===== Extrait choisi

Amour humain ou alliance entre Dieu et son peuple ? Retour, d’abord, à Ernest Renan : « […] Le Cantique cher à tant d’âmes pieuses résistera malgré nos démonstrations. Comme une statue antique que la piété du Moyen Âge aurait habillé en madone, il conservera ses respects, même quand l’archéologue aura prouvé son origine profane. Pour moi, mon but n’a pas été de soustraire à la vénération l’image devenue sainte, mais de la dépouiller un moment de ses voiles pour la montrer aux amateurs de l’art antique dans sa chaste nudité ».[2]

Alain Revel, membre de l’ACF MAP, ne nous nous dévoile-il pas ces mêmes frémissants jeux de la langue dans ce texte consacré à l’un des plus beaux chants du monde, le Cantique des cantiques ? En passant par la traduction remarquable d’Olivier Cadiot et Michel Berder de ce poème, il nous fera saisir la force subtile de la métaphore, union et séparation des amants.

Le Cantique des cantiques occupe une place singulière dans la Bible. Il s’agit d’une suite de poèmes, de chants d’amour, de paroles échangées entre un homme et une femme. Parfois un chœur intervient, mais le texte hébraïque ne donne pas d’indications sur un découpage suivant les personnages. Interrogations et réponses, mouvements et repos, veilles et sommeils alternent. Le nom de Dieu n’apparaît qu’une fois, sous une forme abrégée et dans un mot, « Flamme-de-Yah »[3]Bandeau_web_j452_def2

Ce texte est attribué à Salomon qui représente la sagesse. La femme et l’homme sont à égalité et certains y ont vu même un poème écrit par une femme[4]. Un homme et une femme se cherchent, se trouvent, se perdent, le chœur interroge, la richesse du roi traverse le récit, la mère est évoquée, jamais le père.

La qualité du travail sur les images frappe, un usage généralisé de la métaphore traite tout, le corps, la nature, l’amour.

S’y lit aussi l’impossible stabilisation du couple amant-amante, aussitôt trouvé aussitôt perdu. L’amour est en mouvement. Aucune célébration ne scelle le couple si ce n’est la création poétique, mais malgré son abondance et les répétitions, rien ne se fixe.

C’est le mouvement de l’amour et du désir et de ce qui glisse, se dérobe, se rate entre l’homme et la femme.

Indéniablement, les images produites par ce poème ont une force sensuelle, voire érotique, ne cachant pas le désir. Il serait aisé d’en faire une lecture érotique prenant le mot désir au plus court de son sens. Seulement, ce serait faire l’économie de l’énigme que pose la présence d’un tel texte dans la Bible.

Les interprétations

Dans la tradition juive, cet amour dont il est question dans le poème, cet amour de métaphore en métaphore parle de l’amour de Dieu pour Israël et du peuple juif pour Dieu. Il est analogique au rapport d’amour entre deux époux. Yavé est l’amant, Israël est l’amante. Les chrétiens, après Origène, ont suivi cette même ligne. Ce poème est tout imprégné d’un amour transcendant. C’est une allégorie divine, qui renvoie au lien du Christ – l’amant – avec l’église – l’amante –, à l’union de l’âme mystique avec Dieu.

==========
===== Données sources

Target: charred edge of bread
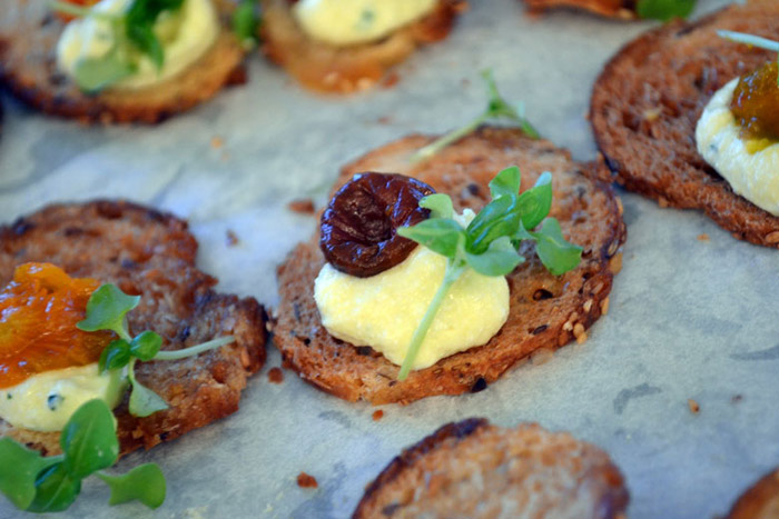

==========

**Consignes de l'exercice:**
(1) Recopiez, s'il vous plaît, le passage du texte sur le Cantique des cantiques allant de « Ce texte est » à « la nature, l’amour. ».
(2) D'après le texte sur le Cantique des cantiques, à qui ce poème est-il attribué ?
(3) Prolongez le texte sur le Cantique des cantiques en reprenant juste après sa dernière phrase.

**Réponses aux consignes:**
(1)
Ce texte est attribué à Salomon qui représente la sagesse. La femme et l’homme sont à égalité et certains y ont vu même un poème écrit par une femme[4]. Un homme et une femme se cherchent, se trouvent, se perdent, le chœur interroge, la richesse du roi traverse le récit, la mère est évoquée, jamais le père.

La qualité du travail sur les images frappe, un usage généralisé de la métaphore traite tout, le corps, la nature, l’amour.

(2) À Salomon, qui représente la sagesse.

(3)
 Saint Jean de la Croix a particulièrement souligné cela dans un commentaire-poème du Cantique des cantiques, son Cantique spirituel, chanson entre l’âme et l’époux [5] :

« Où – loin des yeux de mon âme – es-tu caché Ô mon Aimé qui m’as laissée seule avec mon cri ? »[6]

Ainsi débute le texte de Saint Jean de la Croix, mystique du XVe siècle, que Lacan évoque dans le Séminaire Encore pour le citer en exemple de ceux qui, comme mâles, « éprouvent l’idée qu’il doit y avoir une jouissance qui soit au-delà. C’est ça, qu’on appelle des mystiques. » [7]

Dans une dimension non mystique, le Cantique spirituel reste une invitation à voir dans l’ensemble des métaphores, au plus près de l’indicible, l’amour de la Création, l’amour conjugal venant s’y loger car cet amour n’appartient pas à ceux qui s’aiment, c’est un don de Dieu.

La Bible des écrivains

La Bible a fait l’objet de multiples traductions. La traduction dite de la Bible des écrivains, édition Bayard[8], est parue en 2001. Il s’est agi de mettre au travail un ensemble de binômes écrivain-exégète qui ont travaillé chacun sur un texte, le tout sous la direction de Frédéric Boyer. Ce travail visait à donner « une idée de la polyphonie biblique, en allant à l’encontre d’une tradition d’uniformisation »[9].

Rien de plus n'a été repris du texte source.